__AIM__:
Please rewrite the material below with "rooftop" changed to "roof" wherever it occurs, keeping everything else the same.

** begin TASK INPUT **

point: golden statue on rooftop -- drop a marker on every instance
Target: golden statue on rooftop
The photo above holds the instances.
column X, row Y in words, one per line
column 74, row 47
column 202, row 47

** end TASK INPUT **

__TASK ANSWER__:
point: golden statue on roof -- drop a marker on every instance
Target: golden statue on roof
The photo above holds the instances.
column X, row Y in words, one per line
column 74, row 47
column 202, row 47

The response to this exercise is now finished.